What to produce ▸ What you output must be the exact lines from the first line of the data through the one holding "Query: boat gunwale", with no pictures.

(Natural language region descriptions)
● ● ● ● ● ● ●

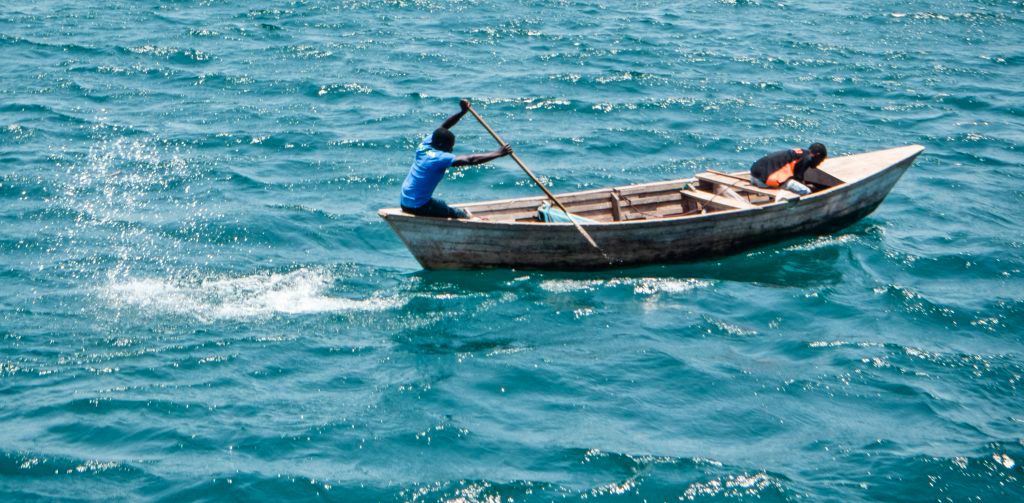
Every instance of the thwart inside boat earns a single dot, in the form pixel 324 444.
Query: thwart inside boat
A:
pixel 706 193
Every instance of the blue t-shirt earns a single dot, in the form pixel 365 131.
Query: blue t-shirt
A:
pixel 427 171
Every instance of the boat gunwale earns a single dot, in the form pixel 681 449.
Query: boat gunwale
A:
pixel 390 214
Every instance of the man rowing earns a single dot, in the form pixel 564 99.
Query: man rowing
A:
pixel 784 169
pixel 433 157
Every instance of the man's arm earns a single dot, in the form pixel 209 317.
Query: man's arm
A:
pixel 452 121
pixel 474 159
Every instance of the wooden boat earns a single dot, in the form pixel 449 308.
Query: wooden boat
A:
pixel 708 215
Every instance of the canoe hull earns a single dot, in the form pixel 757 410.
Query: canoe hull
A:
pixel 443 244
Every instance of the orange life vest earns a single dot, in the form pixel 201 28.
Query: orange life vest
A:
pixel 785 172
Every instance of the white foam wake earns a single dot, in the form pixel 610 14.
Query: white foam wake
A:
pixel 260 295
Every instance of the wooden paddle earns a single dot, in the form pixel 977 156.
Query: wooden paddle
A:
pixel 536 180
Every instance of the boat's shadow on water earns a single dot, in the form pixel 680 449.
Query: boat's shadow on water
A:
pixel 809 261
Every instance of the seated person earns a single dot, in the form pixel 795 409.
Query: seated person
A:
pixel 784 169
pixel 433 157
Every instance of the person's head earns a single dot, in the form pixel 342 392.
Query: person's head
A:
pixel 818 153
pixel 442 139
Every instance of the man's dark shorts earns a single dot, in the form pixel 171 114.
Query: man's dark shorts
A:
pixel 436 207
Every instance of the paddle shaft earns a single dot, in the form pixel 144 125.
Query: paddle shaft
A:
pixel 536 180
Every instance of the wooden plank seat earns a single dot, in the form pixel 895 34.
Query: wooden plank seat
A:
pixel 717 200
pixel 736 182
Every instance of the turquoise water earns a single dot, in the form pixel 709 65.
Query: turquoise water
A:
pixel 199 301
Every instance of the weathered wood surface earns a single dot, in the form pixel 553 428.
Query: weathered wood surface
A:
pixel 439 243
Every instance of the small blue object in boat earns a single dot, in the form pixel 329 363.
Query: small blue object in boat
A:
pixel 548 214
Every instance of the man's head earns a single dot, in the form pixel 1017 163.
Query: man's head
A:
pixel 818 153
pixel 442 139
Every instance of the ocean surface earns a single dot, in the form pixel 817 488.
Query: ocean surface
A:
pixel 198 300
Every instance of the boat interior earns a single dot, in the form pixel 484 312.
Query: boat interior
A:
pixel 706 193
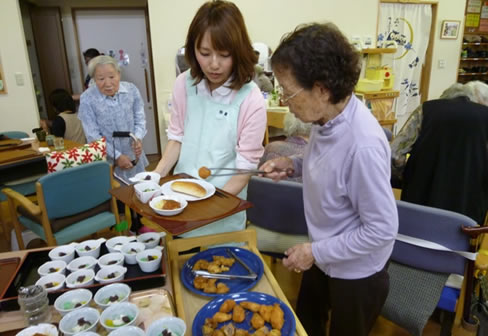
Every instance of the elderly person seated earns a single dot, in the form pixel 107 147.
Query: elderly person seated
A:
pixel 297 133
pixel 66 124
pixel 447 141
pixel 112 105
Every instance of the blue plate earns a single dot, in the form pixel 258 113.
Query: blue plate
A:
pixel 235 285
pixel 212 307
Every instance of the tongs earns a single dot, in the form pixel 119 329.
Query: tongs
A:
pixel 238 171
pixel 224 276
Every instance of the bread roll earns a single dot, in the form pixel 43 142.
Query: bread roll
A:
pixel 189 188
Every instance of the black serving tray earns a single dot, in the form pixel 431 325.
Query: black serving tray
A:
pixel 27 275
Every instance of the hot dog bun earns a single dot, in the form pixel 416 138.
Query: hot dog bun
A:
pixel 189 188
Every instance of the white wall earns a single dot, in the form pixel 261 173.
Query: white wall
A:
pixel 18 108
pixel 447 50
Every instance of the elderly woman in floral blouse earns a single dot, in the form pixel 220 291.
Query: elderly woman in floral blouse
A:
pixel 112 105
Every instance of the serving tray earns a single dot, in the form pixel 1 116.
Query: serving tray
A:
pixel 27 275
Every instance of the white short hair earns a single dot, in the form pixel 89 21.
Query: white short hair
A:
pixel 480 92
pixel 101 60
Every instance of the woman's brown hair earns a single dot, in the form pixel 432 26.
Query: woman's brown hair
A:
pixel 224 22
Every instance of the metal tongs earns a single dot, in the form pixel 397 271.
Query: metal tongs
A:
pixel 238 171
pixel 251 276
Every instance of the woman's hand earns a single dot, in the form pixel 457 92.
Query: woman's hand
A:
pixel 124 162
pixel 137 148
pixel 276 169
pixel 299 257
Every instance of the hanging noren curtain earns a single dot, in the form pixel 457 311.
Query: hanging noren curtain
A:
pixel 409 26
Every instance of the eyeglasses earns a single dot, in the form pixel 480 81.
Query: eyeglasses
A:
pixel 284 98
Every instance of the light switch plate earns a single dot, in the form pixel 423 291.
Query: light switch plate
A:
pixel 19 78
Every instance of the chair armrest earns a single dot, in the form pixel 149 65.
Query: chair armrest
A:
pixel 23 201
pixel 475 231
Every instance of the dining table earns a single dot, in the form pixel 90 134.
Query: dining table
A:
pixel 220 205
pixel 187 304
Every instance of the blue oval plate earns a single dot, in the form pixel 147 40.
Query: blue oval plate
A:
pixel 235 285
pixel 212 307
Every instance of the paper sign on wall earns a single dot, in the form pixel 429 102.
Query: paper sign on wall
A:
pixel 474 6
pixel 472 20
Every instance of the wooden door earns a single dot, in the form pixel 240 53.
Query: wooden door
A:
pixel 51 51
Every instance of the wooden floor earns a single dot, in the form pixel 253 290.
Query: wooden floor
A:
pixel 290 283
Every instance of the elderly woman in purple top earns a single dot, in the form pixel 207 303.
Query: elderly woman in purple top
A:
pixel 349 206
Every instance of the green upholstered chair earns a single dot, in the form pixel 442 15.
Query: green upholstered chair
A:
pixel 72 204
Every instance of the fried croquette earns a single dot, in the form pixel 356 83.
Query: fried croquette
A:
pixel 257 321
pixel 227 306
pixel 252 306
pixel 277 317
pixel 222 288
pixel 274 332
pixel 265 312
pixel 238 314
pixel 263 331
pixel 221 317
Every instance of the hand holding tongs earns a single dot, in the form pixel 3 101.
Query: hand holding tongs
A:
pixel 237 171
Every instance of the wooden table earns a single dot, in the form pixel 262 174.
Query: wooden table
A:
pixel 188 303
pixel 196 214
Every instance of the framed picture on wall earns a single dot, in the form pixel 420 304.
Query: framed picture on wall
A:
pixel 3 88
pixel 450 29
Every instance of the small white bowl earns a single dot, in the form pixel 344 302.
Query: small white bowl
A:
pixel 71 320
pixel 65 253
pixel 90 248
pixel 156 200
pixel 147 190
pixel 127 331
pixel 146 265
pixel 85 262
pixel 56 279
pixel 72 300
pixel 119 291
pixel 72 279
pixel 146 176
pixel 130 251
pixel 151 239
pixel 115 244
pixel 51 267
pixel 110 259
pixel 174 324
pixel 43 329
pixel 108 274
pixel 116 313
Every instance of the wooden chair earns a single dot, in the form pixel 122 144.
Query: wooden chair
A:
pixel 72 204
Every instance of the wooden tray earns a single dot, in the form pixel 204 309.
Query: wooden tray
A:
pixel 188 303
pixel 26 274
pixel 195 215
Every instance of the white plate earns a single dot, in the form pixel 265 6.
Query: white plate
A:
pixel 166 189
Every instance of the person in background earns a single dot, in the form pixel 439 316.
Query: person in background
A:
pixel 350 210
pixel 297 133
pixel 218 115
pixel 88 55
pixel 447 141
pixel 66 124
pixel 112 105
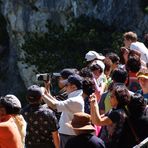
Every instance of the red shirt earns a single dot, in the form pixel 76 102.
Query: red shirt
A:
pixel 9 133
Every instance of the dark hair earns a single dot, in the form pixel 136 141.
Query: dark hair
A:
pixel 113 57
pixel 8 107
pixel 108 64
pixel 119 75
pixel 136 105
pixel 130 36
pixel 85 72
pixel 133 63
pixel 122 95
pixel 88 86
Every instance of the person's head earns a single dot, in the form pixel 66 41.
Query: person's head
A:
pixel 108 67
pixel 97 67
pixel 142 76
pixel 9 104
pixel 119 96
pixel 137 105
pixel 88 87
pixel 34 94
pixel 93 55
pixel 129 37
pixel 73 83
pixel 119 75
pixel 124 53
pixel 64 74
pixel 114 58
pixel 85 72
pixel 81 123
pixel 133 64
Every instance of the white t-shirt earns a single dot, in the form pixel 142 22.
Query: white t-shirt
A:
pixel 74 103
pixel 140 47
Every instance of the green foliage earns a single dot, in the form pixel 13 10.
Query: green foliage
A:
pixel 94 2
pixel 66 47
pixel 144 6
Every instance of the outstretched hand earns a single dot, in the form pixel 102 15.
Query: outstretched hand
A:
pixel 93 98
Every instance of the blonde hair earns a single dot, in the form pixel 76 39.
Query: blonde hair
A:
pixel 21 125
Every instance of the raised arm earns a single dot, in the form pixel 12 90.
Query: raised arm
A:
pixel 98 119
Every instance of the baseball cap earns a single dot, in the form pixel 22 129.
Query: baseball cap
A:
pixel 34 93
pixel 11 103
pixel 65 73
pixel 92 55
pixel 76 80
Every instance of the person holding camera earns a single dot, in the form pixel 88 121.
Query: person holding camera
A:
pixel 62 94
pixel 74 103
pixel 42 125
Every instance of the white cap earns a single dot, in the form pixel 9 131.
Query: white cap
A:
pixel 91 55
pixel 141 48
pixel 98 62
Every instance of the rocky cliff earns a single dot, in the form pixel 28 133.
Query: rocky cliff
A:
pixel 21 16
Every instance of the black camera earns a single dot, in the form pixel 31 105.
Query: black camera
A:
pixel 43 77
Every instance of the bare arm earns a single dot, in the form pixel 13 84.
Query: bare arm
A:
pixel 98 119
pixel 56 139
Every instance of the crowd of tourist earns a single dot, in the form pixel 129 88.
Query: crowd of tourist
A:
pixel 103 105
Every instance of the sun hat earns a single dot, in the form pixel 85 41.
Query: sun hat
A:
pixel 92 55
pixel 81 121
pixel 66 72
pixel 34 93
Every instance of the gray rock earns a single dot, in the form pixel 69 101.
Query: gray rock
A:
pixel 31 15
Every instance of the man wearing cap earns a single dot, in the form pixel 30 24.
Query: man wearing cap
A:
pixel 130 41
pixel 12 124
pixel 62 94
pixel 93 55
pixel 42 127
pixel 81 124
pixel 97 67
pixel 73 104
pixel 142 76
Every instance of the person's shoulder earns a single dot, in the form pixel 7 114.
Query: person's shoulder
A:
pixel 25 109
pixel 45 108
pixel 97 141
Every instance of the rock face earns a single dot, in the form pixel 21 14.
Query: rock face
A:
pixel 22 16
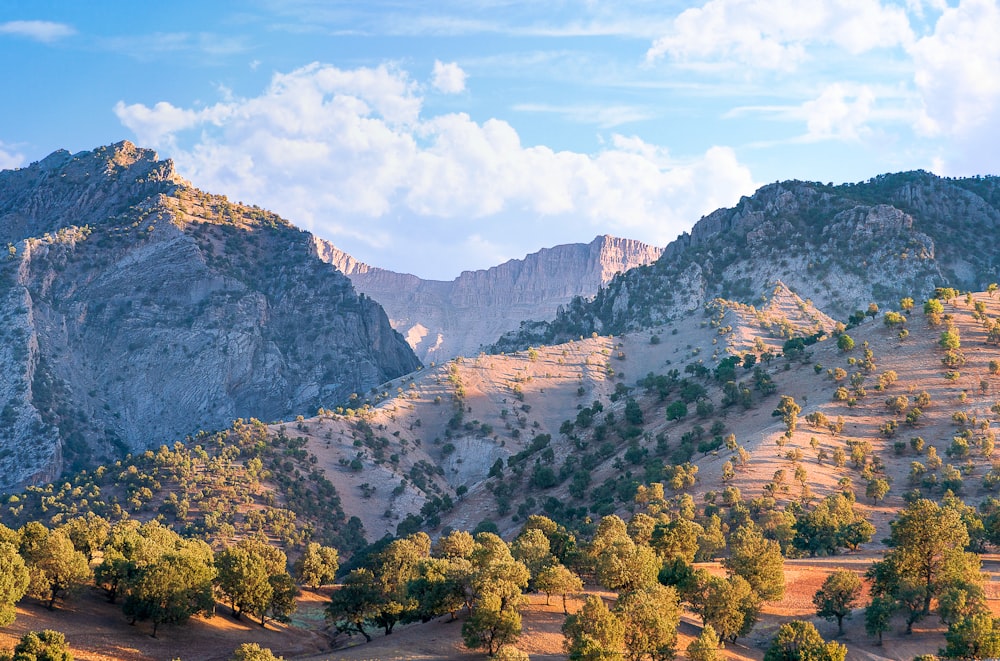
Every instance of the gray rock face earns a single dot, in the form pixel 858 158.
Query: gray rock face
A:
pixel 445 319
pixel 842 247
pixel 139 310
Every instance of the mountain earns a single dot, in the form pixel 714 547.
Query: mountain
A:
pixel 841 247
pixel 138 309
pixel 442 320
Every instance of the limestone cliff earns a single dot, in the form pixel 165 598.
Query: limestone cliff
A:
pixel 442 320
pixel 893 236
pixel 139 309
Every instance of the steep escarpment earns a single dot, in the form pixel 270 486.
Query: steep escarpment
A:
pixel 841 247
pixel 139 310
pixel 445 319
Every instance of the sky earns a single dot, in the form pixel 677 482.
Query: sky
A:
pixel 436 137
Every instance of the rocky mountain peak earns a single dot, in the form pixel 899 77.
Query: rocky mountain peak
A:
pixel 441 320
pixel 137 309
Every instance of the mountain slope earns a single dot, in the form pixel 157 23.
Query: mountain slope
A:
pixel 445 319
pixel 139 309
pixel 842 247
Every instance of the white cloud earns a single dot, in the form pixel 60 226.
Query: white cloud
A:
pixel 775 34
pixel 44 31
pixel 448 78
pixel 10 159
pixel 840 112
pixel 956 75
pixel 958 69
pixel 604 117
pixel 348 154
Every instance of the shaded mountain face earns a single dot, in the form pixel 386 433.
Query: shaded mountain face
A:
pixel 139 309
pixel 442 320
pixel 841 247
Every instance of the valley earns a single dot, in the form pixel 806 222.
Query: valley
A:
pixel 205 417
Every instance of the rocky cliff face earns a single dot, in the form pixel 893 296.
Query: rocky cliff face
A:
pixel 139 309
pixel 842 247
pixel 445 319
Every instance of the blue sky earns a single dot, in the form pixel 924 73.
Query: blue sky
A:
pixel 432 137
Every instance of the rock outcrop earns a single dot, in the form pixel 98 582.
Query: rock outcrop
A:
pixel 841 247
pixel 138 310
pixel 442 320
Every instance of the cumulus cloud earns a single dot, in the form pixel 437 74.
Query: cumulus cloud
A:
pixel 774 34
pixel 448 78
pixel 349 154
pixel 10 159
pixel 43 31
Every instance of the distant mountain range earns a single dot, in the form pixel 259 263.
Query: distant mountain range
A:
pixel 841 247
pixel 442 320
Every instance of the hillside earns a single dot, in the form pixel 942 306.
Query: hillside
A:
pixel 838 246
pixel 441 320
pixel 139 309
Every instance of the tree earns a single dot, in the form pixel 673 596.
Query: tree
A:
pixel 799 641
pixel 318 565
pixel 729 604
pixel 626 566
pixel 973 637
pixel 594 633
pixel 651 616
pixel 56 568
pixel 245 574
pixel 676 410
pixel 877 489
pixel 705 647
pixel 789 412
pixel 837 597
pixel 47 645
pixel 845 343
pixel 878 615
pixel 758 560
pixel 496 581
pixel 254 652
pixel 557 579
pixel 354 604
pixel 927 553
pixel 13 582
pixel 177 585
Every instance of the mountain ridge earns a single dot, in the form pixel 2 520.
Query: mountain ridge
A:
pixel 140 309
pixel 442 319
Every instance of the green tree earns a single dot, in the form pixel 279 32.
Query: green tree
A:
pixel 800 641
pixel 244 576
pixel 877 489
pixel 175 586
pixel 651 617
pixel 789 412
pixel 594 633
pixel 626 566
pixel 496 582
pixel 758 560
pixel 13 582
pixel 845 343
pixel 47 645
pixel 705 647
pixel 317 566
pixel 730 605
pixel 354 605
pixel 837 597
pixel 878 615
pixel 973 637
pixel 557 579
pixel 254 652
pixel 56 568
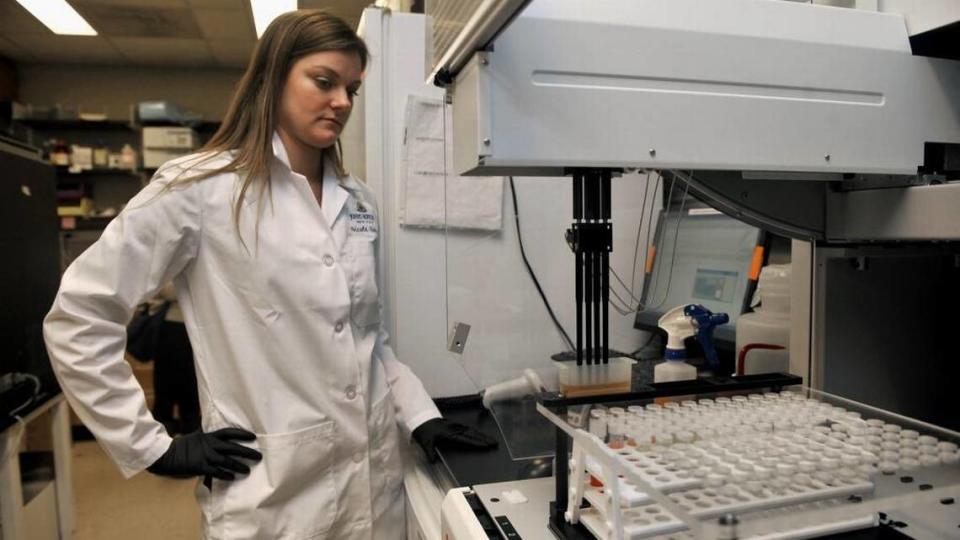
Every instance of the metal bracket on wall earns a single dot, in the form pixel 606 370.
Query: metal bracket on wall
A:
pixel 457 340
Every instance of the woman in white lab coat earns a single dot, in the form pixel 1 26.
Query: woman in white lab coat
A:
pixel 272 249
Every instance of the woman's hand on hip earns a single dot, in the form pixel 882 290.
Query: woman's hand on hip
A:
pixel 207 454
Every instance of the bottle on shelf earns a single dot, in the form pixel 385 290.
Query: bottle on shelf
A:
pixel 128 157
pixel 60 153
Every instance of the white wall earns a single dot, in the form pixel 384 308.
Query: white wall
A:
pixel 433 279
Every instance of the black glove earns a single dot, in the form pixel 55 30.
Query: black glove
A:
pixel 207 454
pixel 440 432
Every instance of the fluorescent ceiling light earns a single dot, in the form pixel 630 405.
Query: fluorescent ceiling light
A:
pixel 59 16
pixel 265 11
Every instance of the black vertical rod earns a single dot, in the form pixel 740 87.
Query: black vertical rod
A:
pixel 605 196
pixel 605 212
pixel 588 300
pixel 578 251
pixel 590 201
pixel 597 299
pixel 605 287
pixel 577 196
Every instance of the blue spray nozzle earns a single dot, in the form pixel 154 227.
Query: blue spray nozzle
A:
pixel 705 321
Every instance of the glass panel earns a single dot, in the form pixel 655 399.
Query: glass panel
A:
pixel 493 280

● ● ● ● ● ● ●

Answer space ▸
Every instance of the thwart inside boat earns a single dot, in the form pixel 324 444.
Query: thwart inside boat
A:
pixel 706 193
Every instance of the blue t-shirt earns a single dot, in the form pixel 365 131.
Query: blue t-shirt
A:
pixel 427 171
Every instance of the boat gunwale earns a single dot, in the form pixel 681 449.
Query: boat gunwale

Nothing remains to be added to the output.